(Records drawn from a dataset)
..............................

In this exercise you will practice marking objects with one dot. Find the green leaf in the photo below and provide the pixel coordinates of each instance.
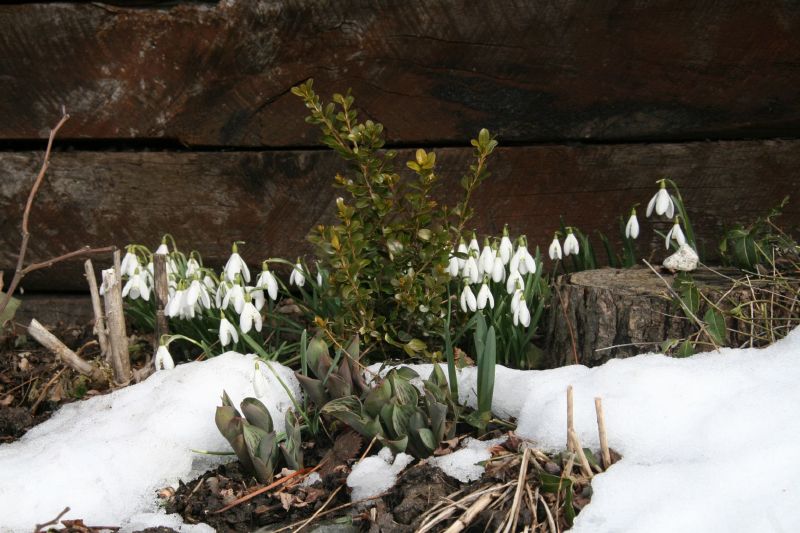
(715, 324)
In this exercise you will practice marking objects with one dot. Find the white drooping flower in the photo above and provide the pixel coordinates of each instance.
(506, 247)
(522, 315)
(137, 287)
(468, 300)
(471, 269)
(498, 270)
(260, 385)
(234, 296)
(514, 279)
(192, 267)
(485, 296)
(163, 359)
(555, 249)
(661, 202)
(473, 245)
(571, 246)
(452, 266)
(463, 252)
(486, 259)
(227, 332)
(236, 265)
(130, 263)
(250, 317)
(675, 234)
(258, 297)
(297, 277)
(632, 227)
(266, 280)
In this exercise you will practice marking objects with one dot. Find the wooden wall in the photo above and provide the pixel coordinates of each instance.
(183, 121)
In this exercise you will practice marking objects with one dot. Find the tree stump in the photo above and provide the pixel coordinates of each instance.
(617, 313)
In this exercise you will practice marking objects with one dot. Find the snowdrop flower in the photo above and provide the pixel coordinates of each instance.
(571, 246)
(506, 247)
(498, 270)
(632, 227)
(473, 244)
(192, 267)
(260, 385)
(522, 260)
(471, 269)
(130, 263)
(227, 332)
(236, 265)
(661, 202)
(462, 249)
(297, 277)
(266, 280)
(258, 297)
(486, 259)
(555, 249)
(452, 266)
(485, 296)
(468, 300)
(514, 279)
(163, 359)
(522, 315)
(250, 317)
(235, 296)
(675, 234)
(136, 287)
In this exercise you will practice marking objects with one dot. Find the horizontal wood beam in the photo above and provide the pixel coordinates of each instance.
(219, 74)
(271, 200)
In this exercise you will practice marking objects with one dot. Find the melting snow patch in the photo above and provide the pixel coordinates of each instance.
(105, 457)
(464, 464)
(376, 474)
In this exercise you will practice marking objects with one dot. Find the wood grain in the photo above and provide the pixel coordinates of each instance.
(272, 199)
(219, 74)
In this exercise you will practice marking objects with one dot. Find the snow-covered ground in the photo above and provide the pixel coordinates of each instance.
(709, 442)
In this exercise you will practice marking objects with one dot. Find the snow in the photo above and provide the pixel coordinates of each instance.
(106, 457)
(463, 464)
(708, 442)
(376, 474)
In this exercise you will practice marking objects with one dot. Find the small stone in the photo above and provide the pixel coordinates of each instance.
(684, 260)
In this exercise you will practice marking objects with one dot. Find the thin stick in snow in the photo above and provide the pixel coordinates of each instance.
(97, 308)
(118, 339)
(584, 462)
(67, 356)
(570, 417)
(161, 294)
(601, 429)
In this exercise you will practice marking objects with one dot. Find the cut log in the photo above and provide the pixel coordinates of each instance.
(618, 313)
(272, 199)
(433, 72)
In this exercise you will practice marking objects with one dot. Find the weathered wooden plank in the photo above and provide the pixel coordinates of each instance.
(219, 74)
(272, 199)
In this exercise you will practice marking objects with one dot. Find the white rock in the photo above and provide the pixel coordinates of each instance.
(684, 260)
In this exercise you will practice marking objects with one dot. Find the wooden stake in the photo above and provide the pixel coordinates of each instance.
(601, 429)
(570, 417)
(118, 338)
(161, 294)
(99, 318)
(584, 462)
(67, 356)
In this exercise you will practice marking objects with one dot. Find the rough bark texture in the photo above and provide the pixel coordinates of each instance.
(219, 73)
(272, 200)
(632, 311)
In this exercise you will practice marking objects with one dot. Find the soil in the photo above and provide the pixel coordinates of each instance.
(400, 510)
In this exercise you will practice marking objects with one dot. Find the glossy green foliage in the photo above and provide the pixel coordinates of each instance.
(387, 254)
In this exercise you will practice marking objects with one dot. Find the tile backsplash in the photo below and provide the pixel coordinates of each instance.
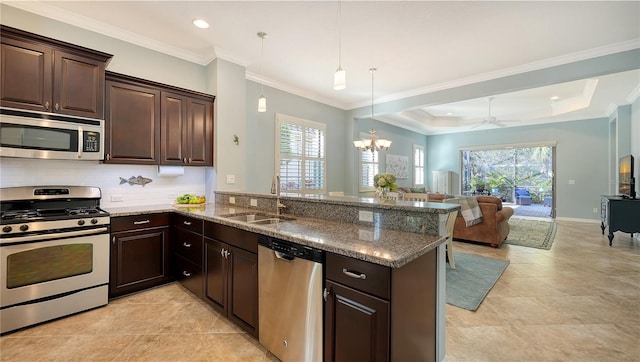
(163, 189)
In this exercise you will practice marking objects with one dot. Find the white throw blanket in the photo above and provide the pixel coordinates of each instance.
(469, 209)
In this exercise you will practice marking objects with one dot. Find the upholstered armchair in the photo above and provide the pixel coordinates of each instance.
(493, 229)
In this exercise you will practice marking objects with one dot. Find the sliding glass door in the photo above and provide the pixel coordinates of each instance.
(518, 174)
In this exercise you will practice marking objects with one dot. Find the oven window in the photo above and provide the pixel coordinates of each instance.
(39, 138)
(48, 263)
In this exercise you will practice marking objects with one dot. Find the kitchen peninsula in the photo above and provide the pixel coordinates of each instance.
(397, 310)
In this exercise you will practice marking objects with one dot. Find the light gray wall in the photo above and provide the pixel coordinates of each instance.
(582, 155)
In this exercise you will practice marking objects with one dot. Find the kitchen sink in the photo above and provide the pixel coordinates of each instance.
(258, 218)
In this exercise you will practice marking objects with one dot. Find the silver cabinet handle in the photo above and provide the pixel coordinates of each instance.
(354, 275)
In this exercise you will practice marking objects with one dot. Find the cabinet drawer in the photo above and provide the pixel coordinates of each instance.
(189, 275)
(187, 223)
(138, 222)
(361, 275)
(236, 237)
(188, 245)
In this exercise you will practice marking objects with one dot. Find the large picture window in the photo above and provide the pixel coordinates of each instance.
(418, 166)
(300, 154)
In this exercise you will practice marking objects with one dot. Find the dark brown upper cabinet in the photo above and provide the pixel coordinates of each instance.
(47, 75)
(151, 123)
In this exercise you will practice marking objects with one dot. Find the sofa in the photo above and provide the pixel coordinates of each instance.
(493, 229)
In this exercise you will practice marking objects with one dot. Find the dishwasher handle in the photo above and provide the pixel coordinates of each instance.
(283, 256)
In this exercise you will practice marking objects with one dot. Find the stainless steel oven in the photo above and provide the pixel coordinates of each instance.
(54, 254)
(30, 134)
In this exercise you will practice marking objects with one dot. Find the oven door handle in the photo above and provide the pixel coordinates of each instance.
(68, 234)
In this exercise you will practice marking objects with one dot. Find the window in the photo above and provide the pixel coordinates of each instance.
(418, 165)
(300, 146)
(368, 167)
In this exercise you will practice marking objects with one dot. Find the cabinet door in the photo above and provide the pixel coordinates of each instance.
(132, 124)
(173, 129)
(198, 135)
(26, 75)
(216, 273)
(356, 326)
(78, 85)
(139, 260)
(243, 289)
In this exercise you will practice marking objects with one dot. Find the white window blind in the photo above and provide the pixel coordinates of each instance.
(368, 168)
(418, 165)
(300, 154)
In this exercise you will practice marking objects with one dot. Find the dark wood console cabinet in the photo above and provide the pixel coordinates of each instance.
(619, 214)
(139, 253)
(47, 75)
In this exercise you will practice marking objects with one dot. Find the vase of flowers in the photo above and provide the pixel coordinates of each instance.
(384, 182)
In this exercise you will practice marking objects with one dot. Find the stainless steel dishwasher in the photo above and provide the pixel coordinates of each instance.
(290, 299)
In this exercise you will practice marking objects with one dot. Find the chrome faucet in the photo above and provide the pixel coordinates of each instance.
(275, 190)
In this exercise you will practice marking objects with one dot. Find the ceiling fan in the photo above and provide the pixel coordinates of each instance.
(491, 120)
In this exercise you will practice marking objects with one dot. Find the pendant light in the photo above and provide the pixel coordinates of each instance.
(262, 101)
(374, 143)
(340, 78)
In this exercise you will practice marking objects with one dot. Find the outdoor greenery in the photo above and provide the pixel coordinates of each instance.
(500, 171)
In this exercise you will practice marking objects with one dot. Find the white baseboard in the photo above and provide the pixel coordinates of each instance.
(590, 221)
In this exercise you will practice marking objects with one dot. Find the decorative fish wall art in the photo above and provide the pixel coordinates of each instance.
(135, 180)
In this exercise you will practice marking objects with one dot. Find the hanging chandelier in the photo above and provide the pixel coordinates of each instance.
(262, 101)
(374, 143)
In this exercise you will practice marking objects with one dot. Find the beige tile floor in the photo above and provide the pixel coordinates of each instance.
(579, 301)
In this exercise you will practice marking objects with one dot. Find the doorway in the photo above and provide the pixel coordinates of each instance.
(521, 175)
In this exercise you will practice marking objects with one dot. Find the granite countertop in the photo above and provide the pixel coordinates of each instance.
(392, 248)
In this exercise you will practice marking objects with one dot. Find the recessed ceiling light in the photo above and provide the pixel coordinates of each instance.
(200, 23)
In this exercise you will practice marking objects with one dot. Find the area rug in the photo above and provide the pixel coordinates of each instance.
(472, 279)
(532, 233)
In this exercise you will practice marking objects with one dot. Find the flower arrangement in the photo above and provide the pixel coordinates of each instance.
(383, 180)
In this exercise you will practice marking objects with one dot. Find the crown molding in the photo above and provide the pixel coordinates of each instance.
(293, 90)
(547, 63)
(635, 93)
(52, 12)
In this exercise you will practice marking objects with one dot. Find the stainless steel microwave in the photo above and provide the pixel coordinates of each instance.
(30, 134)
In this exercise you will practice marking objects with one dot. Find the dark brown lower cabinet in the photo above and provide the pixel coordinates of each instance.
(139, 255)
(376, 313)
(231, 285)
(356, 325)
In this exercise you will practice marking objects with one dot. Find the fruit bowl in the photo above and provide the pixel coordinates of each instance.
(190, 199)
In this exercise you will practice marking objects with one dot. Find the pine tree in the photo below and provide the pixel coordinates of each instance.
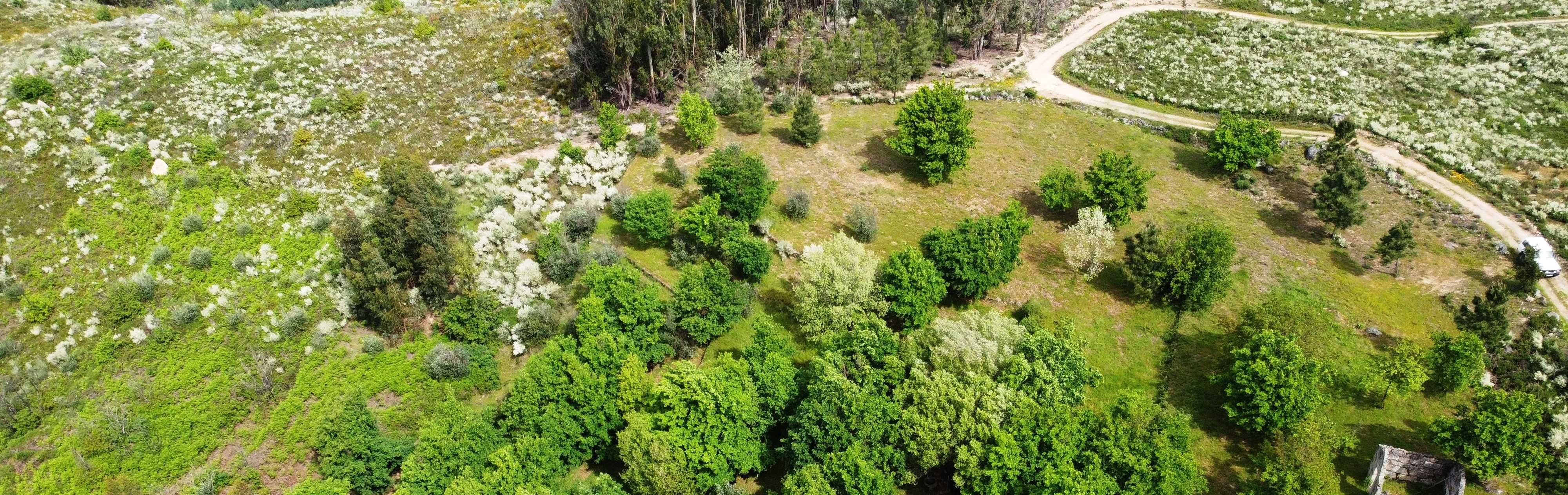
(807, 126)
(1338, 195)
(1398, 245)
(752, 110)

..............................

Go back to the line containing "stainless steel microwave" and output it and every line after it through the end of the records, exactly, but not the pictures.

In this exercise you will practice marking objects with one dot. Find the stainless steel microwave in the photo above and provide the pixel coordinates of each instance.
(30, 134)
In this exercise you will practice marking objects with one dot. Find the dark brown lower cabinet in the photo above and provide the pixel coordinates of each instance.
(139, 255)
(376, 313)
(231, 285)
(356, 325)
In this exercise you will practice marking objects with one dot. Find the fruit bowl in the photo above and provide the pixel coordinates of each instance.
(190, 199)
In this exercise you will practice marking objects with one dot. Find the pine tree in the photo below and provide the pixel coordinates of each instance.
(807, 126)
(1338, 195)
(1398, 245)
(752, 110)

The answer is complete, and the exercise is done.